SOURCE MATERIAL |
▬▬▬

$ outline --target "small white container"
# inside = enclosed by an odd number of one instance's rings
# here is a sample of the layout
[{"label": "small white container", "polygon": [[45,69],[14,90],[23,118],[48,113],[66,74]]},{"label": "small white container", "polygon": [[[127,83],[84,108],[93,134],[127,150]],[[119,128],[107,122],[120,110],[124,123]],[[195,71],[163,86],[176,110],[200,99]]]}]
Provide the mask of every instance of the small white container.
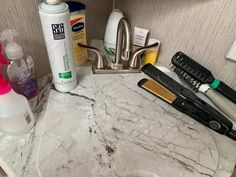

▬▬▬

ASSIGNMENT |
Print each entry above verbatim, pictures left out.

SOLUTION |
$ outline --target "small white container"
# inside = enclosed by an odd number of one instance's rings
# here is a sample of the layout
[{"label": "small white container", "polygon": [[45,69],[14,90],[23,118],[48,113],[66,74]]},{"label": "small white container", "polygon": [[[127,83],[84,108],[93,134],[127,150]],[[119,128],[107,122],[120,110],[124,123]],[[195,71],[163,86],[176,110],[200,99]]]}]
Provide the mask of every instance of the small white container.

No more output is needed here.